**INSTRUCTION**
Collect every line of the material below that contains the word "white", copying each one in full.

**GIVEN INFORMATION**
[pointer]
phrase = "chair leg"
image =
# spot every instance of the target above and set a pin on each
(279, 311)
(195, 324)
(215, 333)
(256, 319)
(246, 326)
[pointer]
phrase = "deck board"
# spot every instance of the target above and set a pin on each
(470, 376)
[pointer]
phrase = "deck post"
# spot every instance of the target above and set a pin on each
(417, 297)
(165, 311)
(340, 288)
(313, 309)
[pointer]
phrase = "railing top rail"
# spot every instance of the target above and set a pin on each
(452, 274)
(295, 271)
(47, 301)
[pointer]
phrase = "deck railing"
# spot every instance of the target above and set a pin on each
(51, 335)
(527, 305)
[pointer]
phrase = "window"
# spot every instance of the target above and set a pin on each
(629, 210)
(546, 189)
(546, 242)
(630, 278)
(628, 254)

==

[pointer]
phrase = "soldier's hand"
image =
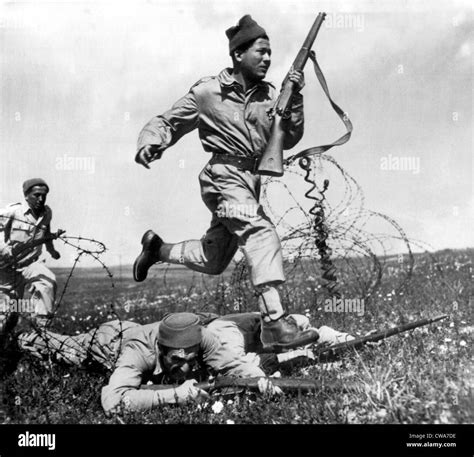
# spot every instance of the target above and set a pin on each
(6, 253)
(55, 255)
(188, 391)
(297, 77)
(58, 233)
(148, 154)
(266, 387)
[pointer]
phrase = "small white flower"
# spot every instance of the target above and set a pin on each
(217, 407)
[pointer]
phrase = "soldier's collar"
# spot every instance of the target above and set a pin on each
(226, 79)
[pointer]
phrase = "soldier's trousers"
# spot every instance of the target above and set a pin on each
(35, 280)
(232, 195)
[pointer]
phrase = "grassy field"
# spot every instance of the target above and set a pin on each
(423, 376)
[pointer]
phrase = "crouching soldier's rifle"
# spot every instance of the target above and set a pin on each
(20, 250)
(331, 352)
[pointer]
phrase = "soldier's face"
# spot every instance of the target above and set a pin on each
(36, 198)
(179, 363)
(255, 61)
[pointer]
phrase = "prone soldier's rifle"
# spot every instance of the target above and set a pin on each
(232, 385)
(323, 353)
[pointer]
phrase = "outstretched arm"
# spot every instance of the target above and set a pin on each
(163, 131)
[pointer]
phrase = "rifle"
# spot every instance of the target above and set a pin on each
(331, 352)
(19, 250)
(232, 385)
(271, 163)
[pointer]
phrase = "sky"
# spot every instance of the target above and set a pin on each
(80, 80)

==

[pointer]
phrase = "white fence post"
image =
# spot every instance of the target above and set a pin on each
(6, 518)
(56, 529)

**REPLY**
phrase = "small white flower"
phrase = "white fence post"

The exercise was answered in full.